### PROMPT
Restate each entry exactly, without pictures.

[Natural language region descriptions]
━━━━━━━━━━━━━━━━
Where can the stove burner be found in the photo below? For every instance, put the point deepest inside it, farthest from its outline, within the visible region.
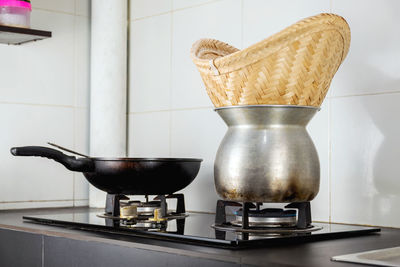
(149, 215)
(267, 218)
(250, 219)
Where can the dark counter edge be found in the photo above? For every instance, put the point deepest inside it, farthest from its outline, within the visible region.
(277, 255)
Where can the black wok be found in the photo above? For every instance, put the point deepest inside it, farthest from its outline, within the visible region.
(129, 176)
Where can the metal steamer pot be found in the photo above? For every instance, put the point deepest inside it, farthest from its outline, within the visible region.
(267, 155)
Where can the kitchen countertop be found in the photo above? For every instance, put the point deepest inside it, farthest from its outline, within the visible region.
(304, 254)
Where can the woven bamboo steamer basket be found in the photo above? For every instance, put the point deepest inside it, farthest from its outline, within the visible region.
(292, 67)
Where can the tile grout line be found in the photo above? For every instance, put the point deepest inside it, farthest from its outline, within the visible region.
(59, 12)
(176, 10)
(38, 105)
(366, 94)
(74, 40)
(241, 24)
(330, 158)
(128, 84)
(165, 110)
(170, 81)
(40, 201)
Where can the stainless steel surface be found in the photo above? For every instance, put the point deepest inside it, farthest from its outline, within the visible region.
(267, 155)
(267, 221)
(380, 257)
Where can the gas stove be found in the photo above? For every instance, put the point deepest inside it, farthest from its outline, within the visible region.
(235, 225)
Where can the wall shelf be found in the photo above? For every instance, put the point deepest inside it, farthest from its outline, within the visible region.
(17, 36)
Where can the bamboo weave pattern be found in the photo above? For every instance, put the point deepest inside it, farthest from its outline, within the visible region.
(292, 67)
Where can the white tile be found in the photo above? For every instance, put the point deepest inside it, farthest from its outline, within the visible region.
(81, 144)
(318, 129)
(178, 4)
(41, 72)
(189, 25)
(81, 203)
(82, 61)
(36, 204)
(262, 18)
(197, 134)
(146, 8)
(149, 135)
(31, 178)
(150, 64)
(372, 65)
(82, 7)
(66, 6)
(365, 152)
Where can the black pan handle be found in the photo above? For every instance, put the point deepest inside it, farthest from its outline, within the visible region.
(70, 162)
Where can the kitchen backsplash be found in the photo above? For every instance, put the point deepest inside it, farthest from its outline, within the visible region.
(355, 132)
(44, 93)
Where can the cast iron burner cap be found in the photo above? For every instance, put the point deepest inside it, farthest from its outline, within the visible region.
(269, 213)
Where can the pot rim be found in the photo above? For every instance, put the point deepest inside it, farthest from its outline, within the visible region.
(265, 106)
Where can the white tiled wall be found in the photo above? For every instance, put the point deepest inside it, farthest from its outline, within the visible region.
(355, 132)
(44, 89)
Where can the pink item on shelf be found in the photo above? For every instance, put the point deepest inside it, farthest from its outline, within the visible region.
(16, 3)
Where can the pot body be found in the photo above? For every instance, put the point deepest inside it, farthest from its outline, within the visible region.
(267, 155)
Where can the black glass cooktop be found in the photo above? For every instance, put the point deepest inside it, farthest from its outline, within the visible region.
(196, 229)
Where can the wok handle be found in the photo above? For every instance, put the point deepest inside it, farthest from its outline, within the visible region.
(70, 162)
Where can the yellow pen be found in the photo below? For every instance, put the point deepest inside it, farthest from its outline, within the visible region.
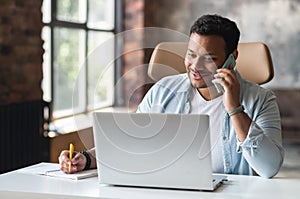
(71, 150)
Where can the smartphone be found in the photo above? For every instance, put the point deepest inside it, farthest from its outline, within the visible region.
(229, 61)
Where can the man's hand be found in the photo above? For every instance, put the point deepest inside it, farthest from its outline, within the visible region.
(231, 87)
(78, 161)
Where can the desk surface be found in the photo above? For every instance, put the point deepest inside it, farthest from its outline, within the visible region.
(23, 185)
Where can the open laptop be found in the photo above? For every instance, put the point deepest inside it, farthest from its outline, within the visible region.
━━━━━━━━━━━━━━━━
### TASK SOLUTION
Where can the stove burner be found in the photo below? For every instance, put the point deepest inside it, farthest from its outline, within the visible region.
(149, 215)
(267, 218)
(250, 219)
Where can the dark counter edge be found in the photo above? For every instance, put the point deepest inside it, farthest from its outline, within the visible region.
(277, 255)
Where can the black wok be found in the photo above? For every instance, put the point deepest inside it, farthest from its outline, within the visible region.
(129, 176)
Where can the metal steamer pot be found in the photo above? For every instance, put the point deepest inside it, farthest from its outline, within the visible region.
(267, 155)
Where can the kitchen countertop be found in the photo above? For every instance, put the point deepest inside it, farthest from its outline, within the visible region.
(304, 254)
Where can the woven bamboo steamer basket be found in the photo above? For every instance, put the point deepest inside it, farthest from its outline, within the visible region.
(292, 67)
Where can the tile grout line be found in the photo above? For every instance, put the point deepest inside it, farthest from its outline, within the visible region.
(59, 12)
(176, 10)
(38, 105)
(366, 94)
(74, 40)
(241, 24)
(330, 158)
(128, 84)
(165, 110)
(170, 81)
(40, 201)
Where can the stainless steel surface be found in the photo above? For every instance, put the point deepest inside it, farthest from its outline, within the visible region.
(267, 155)
(267, 221)
(380, 257)
Where can the gas stove be found in the photo above? For every instance, put the point deepest inside it, farthest from its outline, within the visible region.
(235, 225)
Where can the wall shelf be found in the photo above? For every instance, put the point deepest inside it, farthest from its outline, within the visible region.
(17, 36)
Where can the bamboo weave pattern be found in the photo above? For every instance, put the point deepest inside it, farthest from its outline, within the visible region.
(292, 67)
Where can the white tile be found in the photo above? For every instance, put the point deepest inside it, farthest from its outline, within the visible region.
(81, 144)
(318, 129)
(178, 4)
(41, 72)
(189, 25)
(81, 203)
(82, 61)
(36, 204)
(262, 18)
(197, 134)
(146, 8)
(149, 135)
(31, 178)
(150, 64)
(372, 65)
(82, 7)
(66, 6)
(365, 152)
Where can the black pan handle be found in the photo above? For every instance, put the point deepest inside it, farthest from its outline, within the visible region.
(70, 162)
Where can the kitchen backsplash be found in the photo above? For every instance, put the point deepest inside it, farthest from its outline, within the visible region.
(355, 132)
(44, 93)
Where can the cast iron burner cap be found in the photo above? For every instance, put the point deepest inside it, farthest from its outline, within the visible region.
(269, 213)
Where can the pot rim be found in the photo above? For every instance, put the point deepest inside it, farthest from its outline, within the visible region.
(265, 106)
Where can the white tiled wall be found in the photo above? For every instance, put the point deepest inside it, farthest from its outline, within the visible region.
(355, 132)
(44, 89)
Where can the pink item on shelf be found in the photo above? For every instance, put the point deepest inside it, farthest from its outline, within the visible region.
(16, 3)
Where can the pot body be found in the photo above? For every instance, put the point deepest inside it, farthest from its outline, within the visible region.
(267, 155)
Where can the black glass cooktop be found in the photo above? For every instance, put the point deepest inside it, farthest from its outline, within the visible region.
(196, 229)
Where can the wok handle be found in the photo above? For every instance, put the point deepest inside it, farthest from its outline, within the visible region.
(70, 162)
Where can the yellow pen be found in the photo below? For every instance, put the point deepest inside it, farthest from its outline, within the visible region.
(71, 150)
Where can the smartphone be found in the photo above? For every instance, put the point deepest inside it, farthest from its outline, within the visible region.
(229, 61)
Where can the man's hand be found in the photo above? For every instance, put the point deepest inside it, farthest from its outline, within the visible region.
(231, 87)
(78, 161)
Where can the desk surface be found in the photo above? For every instance, put the point deepest inside it, farthest from its outline, within the visible region.
(23, 185)
Where can the open laptop be found in the photo above? For every instance, put the point deepest inside it, farthest from its outline, within the visible region.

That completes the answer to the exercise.